GIVEN PASSAGE ▸
::::

27 March 2015

Through Lent with Vaughan Williams
(38): ‘Disposer Supreme’ (‘Old 104th’)

The Church of Saint Mary the Virgin, Oxford … in 1832, Isaac Williams became John Henry Newman’s curate here (Photograph: Patrick Comerford)

Patrick Comerford

For my reflections and devotions each day during Lent this year, I am reflecting on and invite you to listen to a piece of music or a hymn set to a tune by the great English composer, Ralph Vaughan Williams (1872-1958).

I was listening yesterday [26 March 2015] to his arrangement of Psalm 100, ‘The Old Hundredth.’ This morning [27 March 2015], I invite you to join me in listening to Vaughan Williams’s arrangement for ‘Disposer Supreme’ or the ‘Old 104th’ and the hymn ‘Disposer Supreme’ (New English Hymnal, No 216).

The harmonisation for this hymn is Vaughan Williams’s adaptation of ‘Old 104th,’ originally composed for Psalm 104 by Thomas Ravenscroft (1592-1635). The words of the present hymn were written in 1686 by Jean-Baptiste de Santeüil (1630-1697) and were translated into English in 1836 by Isaac Williams (1802-1865).

Vaughan Williams probably came to know and love this because of the strong Goucestershire connections of Isaac Williams. Indeed, he was so fond of this tune that he wrote a remarkable Fantasia for piano solo, chorus and orchestra on it.

Jean-Baptiste de Santeüil was born in Paris on 12 May 1630. He was a member of the Canons Regular of St Victor in Paris. Under the name of Santolius Victorinus he was a distinguished writer of Latin poetry. Many of his hymns appeared in the Cluniac Breviary (1686) and the Paris Breviaries (1680 and 1736), and his Hymni Sacri et Novi were published in Paris in 1689, with a posthumous enlarged edition in 1698. This is one among several of his hymns that have been translated into English. He died in Dijon on 5 August 1697.

The Revd Isaac Williams, who translated this hymn, was born in Cwmcynfelin, Cardiganshire, on 12 December 1802, and was brought up in his parents’ house in Bloomsbury, London, where his father was a Chancery barrister at Lincoln’s Inn. He gained several school prizes at Harrow, and as a student at Trinity College Oxford, he gained the University Prize for Latin Verse. This prize brought him into close relationship with John Keble, who became his spiritual father, and with Hurrell Froude. In his second term he was elected a scholar of Trinity.

He graduated BA (1826), MA (1831), and BD (1839), and was ordained deacon in 1829 and priest in 1831. He was a curate in Windrush (1829), a Gloucestershire village about 12 miles from John Keble’s home at Fairford. But he returned to Oxford that year as a tutor at Trinity College. In 1832, Williams became John Henry Newman’s curate at the University Church of Saint Mary the Virgin, Oxford. There in 1833 John Keble preached his Assize Sermon, which became the spark that ignited the Oxford Movement.

While he was Newman’s curate at Saint Mary’s from 1832 to 1842, Williams was also a Fellow of Trinity College Oxford at the same time. While there he published his first poetical collection in 1838, The Cathedral, or the Catholic and Apostolic Church in England. It was modelled on George Herbert’s The Temple (1633), but the idea was worked out in greater detail, connecting each part of the edifice with some portion of church doctrine or discipline.

::::

EXTRACTED DATA ▸
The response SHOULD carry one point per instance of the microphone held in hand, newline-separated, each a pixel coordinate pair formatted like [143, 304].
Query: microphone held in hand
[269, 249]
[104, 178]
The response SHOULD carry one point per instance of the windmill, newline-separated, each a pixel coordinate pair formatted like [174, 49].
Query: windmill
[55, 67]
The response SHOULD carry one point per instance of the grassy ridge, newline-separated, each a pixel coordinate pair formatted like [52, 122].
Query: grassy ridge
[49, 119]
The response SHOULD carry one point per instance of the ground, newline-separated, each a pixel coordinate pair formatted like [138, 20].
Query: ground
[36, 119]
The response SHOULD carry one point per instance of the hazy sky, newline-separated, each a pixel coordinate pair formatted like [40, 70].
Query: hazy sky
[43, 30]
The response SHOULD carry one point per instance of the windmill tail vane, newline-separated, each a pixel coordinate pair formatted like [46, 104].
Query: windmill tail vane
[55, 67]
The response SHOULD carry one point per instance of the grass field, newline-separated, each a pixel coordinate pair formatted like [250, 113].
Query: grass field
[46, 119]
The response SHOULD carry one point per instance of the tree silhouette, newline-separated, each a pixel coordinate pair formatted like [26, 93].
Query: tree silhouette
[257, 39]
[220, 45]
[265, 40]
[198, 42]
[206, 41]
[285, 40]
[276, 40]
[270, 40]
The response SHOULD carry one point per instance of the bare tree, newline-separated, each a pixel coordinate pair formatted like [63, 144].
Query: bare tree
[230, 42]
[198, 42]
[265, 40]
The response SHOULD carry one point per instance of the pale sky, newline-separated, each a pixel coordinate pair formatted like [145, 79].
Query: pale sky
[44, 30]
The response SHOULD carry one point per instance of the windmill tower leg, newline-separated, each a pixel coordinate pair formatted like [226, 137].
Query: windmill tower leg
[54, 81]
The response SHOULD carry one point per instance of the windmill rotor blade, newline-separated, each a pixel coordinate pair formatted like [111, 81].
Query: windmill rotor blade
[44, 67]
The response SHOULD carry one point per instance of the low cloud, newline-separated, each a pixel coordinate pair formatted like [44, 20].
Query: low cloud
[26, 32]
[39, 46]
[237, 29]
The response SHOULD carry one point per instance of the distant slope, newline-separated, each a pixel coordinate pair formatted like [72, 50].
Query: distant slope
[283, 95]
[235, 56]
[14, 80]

::::

STATED TASK ▸
Answer these questions from the Lent reflection on Vaughan Williams.
(a) Who originally composed ‘Old 104th,’ and for which psalm?
(b) In what city and on what date did Jean-Baptiste de Santeüil die?
(c) In what year did Isaac Williams publish his first poetical collection?

EXERCISE RESPONSE ▸
(a) Thomas Ravenscroft, for Psalm 104.
(b) Dijon, on 5 August 1697.
(c) 1838.